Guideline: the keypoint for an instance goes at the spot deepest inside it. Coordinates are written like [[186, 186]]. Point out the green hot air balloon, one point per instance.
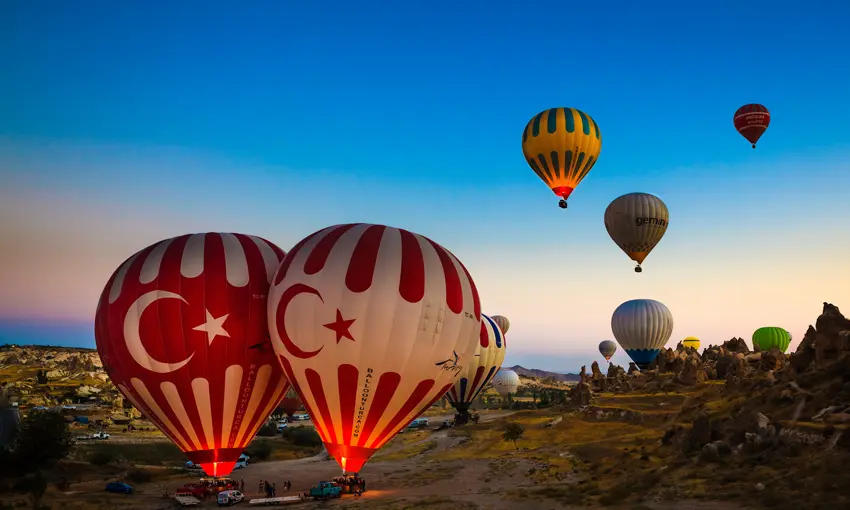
[[772, 337]]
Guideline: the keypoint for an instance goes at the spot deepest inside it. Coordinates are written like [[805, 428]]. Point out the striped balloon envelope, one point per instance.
[[372, 325], [772, 337], [181, 330], [503, 323], [488, 358], [561, 145], [506, 382], [637, 222], [691, 342], [751, 121], [607, 348]]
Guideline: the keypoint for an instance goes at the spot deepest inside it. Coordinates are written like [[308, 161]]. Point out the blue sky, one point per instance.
[[280, 119]]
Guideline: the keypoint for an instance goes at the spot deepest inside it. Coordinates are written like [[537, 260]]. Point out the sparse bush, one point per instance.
[[267, 430], [259, 450], [513, 431], [41, 441], [35, 485], [302, 436]]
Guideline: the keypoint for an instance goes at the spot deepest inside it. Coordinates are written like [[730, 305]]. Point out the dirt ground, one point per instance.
[[465, 468]]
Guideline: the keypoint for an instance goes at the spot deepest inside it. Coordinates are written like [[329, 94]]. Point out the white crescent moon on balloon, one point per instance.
[[280, 318], [133, 339]]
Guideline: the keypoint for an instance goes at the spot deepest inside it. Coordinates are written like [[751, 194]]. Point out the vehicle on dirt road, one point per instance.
[[195, 489], [230, 497], [325, 490], [119, 488]]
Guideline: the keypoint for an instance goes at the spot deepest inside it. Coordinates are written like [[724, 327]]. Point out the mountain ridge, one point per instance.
[[543, 374]]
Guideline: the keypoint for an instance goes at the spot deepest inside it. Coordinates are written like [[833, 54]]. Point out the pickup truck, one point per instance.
[[325, 490], [96, 435]]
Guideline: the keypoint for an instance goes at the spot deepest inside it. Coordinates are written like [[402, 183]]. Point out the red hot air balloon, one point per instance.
[[751, 120], [182, 332], [373, 325]]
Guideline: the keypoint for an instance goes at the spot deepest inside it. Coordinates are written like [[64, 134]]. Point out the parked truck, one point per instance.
[[325, 490]]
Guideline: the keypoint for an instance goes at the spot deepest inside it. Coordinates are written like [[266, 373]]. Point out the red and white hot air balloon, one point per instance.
[[373, 324], [182, 332]]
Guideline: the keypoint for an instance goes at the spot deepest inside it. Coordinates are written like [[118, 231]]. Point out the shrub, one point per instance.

* * * *

Problem >> Write out all of the data above word for word, with the pictures left out.

Response to this task >>
Guideline: the keypoint for an instance goes at the spot deepest inside it. Coordinates are written like [[186, 186]]. Point out the green hot air balloon, one point per instance.
[[772, 337]]
Guideline: the keypoint for an instance goes at the spot deepest inside it. Coordinates are written like [[805, 428]]. Point out the striped balloon envelope, one point per instance.
[[372, 325], [772, 337], [181, 330], [503, 323], [488, 358], [561, 145], [506, 382], [637, 222], [691, 342], [751, 121], [607, 348]]
Guideline: the keypoint for an instance goes at the spot deepest inside it. Coordinates are written like [[308, 161]]. Point out the blue sky, one point per instance.
[[280, 119]]
Guideline: the keypoint for an instance goes at the spot deepest inside it. Coordinates are written like [[537, 260]]. Point out the sparse bush, one point per instance.
[[267, 430], [259, 450], [513, 431], [41, 441], [35, 485], [302, 436]]
Guideline: the keypoint for an instance goes at the spot deepest inside it. Coordinates are written like [[730, 305]]. Point out the dirt ground, one point per instance.
[[465, 468]]
Guideline: the keypoint for an instance goes at the spot deepest inside it. Coordinates are written like [[329, 94]]. Point out the white crescent moon on balloon, one point per instance.
[[280, 318], [133, 339]]
Guideline: the keypoint for an instance goes at the spot deepest inside it. Coordinates are written like [[751, 194]]. Point out the vehicle on dirt road, one point per instance.
[[195, 489], [230, 497], [325, 490], [119, 488]]
Guideline: the keypoint for an instance goes at the spot deepest inside it. Coordinates are written like [[724, 327]]. Point out the mountain ridge, one point per instance.
[[543, 374]]
Guideline: the keypoint for an instance goes at the spot deepest inside it. Coordinates are written like [[833, 54]]. Point out the pickup truck, one point per instance.
[[325, 490], [96, 435]]
Guideline: the keypoint for an instance goes at the spot deepest inside it. Coordinates are written like [[402, 183]]. Point out the red hot air balloon, one point per instance.
[[751, 120], [182, 332], [373, 325]]
Guideline: the keypoint for an instance goes at the spot deepest inside it. Coordinates are written like [[64, 134]]. Point out the parked truck, one point per instance.
[[325, 490]]
Guideline: the keypoint for an instance goes at the spot deepest inside it. Coordinates are written like [[266, 373]]. Point out the red and white hot air balloon, one point per instance.
[[373, 324], [182, 332]]
Guideline: the keypoint for an instance goes at the spot deepest inside it. Coordinates are written like [[118, 231]]. Point out the shrub, one point per instance.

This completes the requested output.